*Kutipan Teks*
____
Penduduk Desa Sala adalah para kuli pelabuhan yang mencari nafkah di Bandar Beton. Secara logis, desa yang memiliki 2 bandar dan sebagai pintu keluar masuk Kerajaan Pajang dengan negara luar seharusnya mampu berkembang dengan pesat dan menjadi kota pelabuhan yang besar, karena jalur perdagangan Bengawan Solo merupakan jalur teramai selain daerah pesisir pulau Jawa. Namun kenyataannya tidak demikian, bandar yang berkembang pesat pada waktu itu adalah Bandar Laweyan. Laweyan dan Pajang menjadi kota karena berdekatan dengan pusat pemerintahan dan pusat pelabuhan. Padahal tidak semua kapal dapat masuk ke Kali Jenes / Kali Braja maupun kali tengah kota yang pada masa pemerintahan Pakoe Boewana IV diurug.
Fenomena ini menguatkan pada pendapat yang mengatakan bahwa akses darat dari Kerajaan Pajang ke Desa Sala sangat buruk karena merupakan rawa dan bertanah becek. Meskipun pada saat itu telah ada dua pelabuhan di Desa Sala, namun pelabuhan itu tidak banyak dikunjungi dan hanya merupakan pelabuhan transito.
Desa Sala tidak layak huni pada masa ini karena merupakan lahan rawa yang sering kebanjiran sehingga desa ini tidak dikembangkan. Permukiman kecil di Sangkrah menunjukkan bahwa ada suatu masyarakat yang betah tinggal di lahan banjir karena merupakan tempat mencari nafkah.
____
*Yang Anda Kerjakan*
1) Berdasarkan kutipan tentang Desa Sala, jelaskan dalam satu sampai tiga kalimat mengapa desa itu tidak dikembangkan.
2) Menurut kutipan tentang Desa Sala, apa pekerjaan penduduk desa itu?
____
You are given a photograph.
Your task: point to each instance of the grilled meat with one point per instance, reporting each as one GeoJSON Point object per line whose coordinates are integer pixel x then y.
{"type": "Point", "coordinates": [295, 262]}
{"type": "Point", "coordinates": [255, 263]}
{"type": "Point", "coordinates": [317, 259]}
____
*Jawaban Tiap Tugas*
1) Desa Sala tidak dikembangkan karena pada masa itu desa tersebut tidak layak huni. Wilayahnya berupa lahan rawa yang sering kebanjiran.

2) Mereka adalah kuli pelabuhan yang mencari nafkah di Bandar Beton.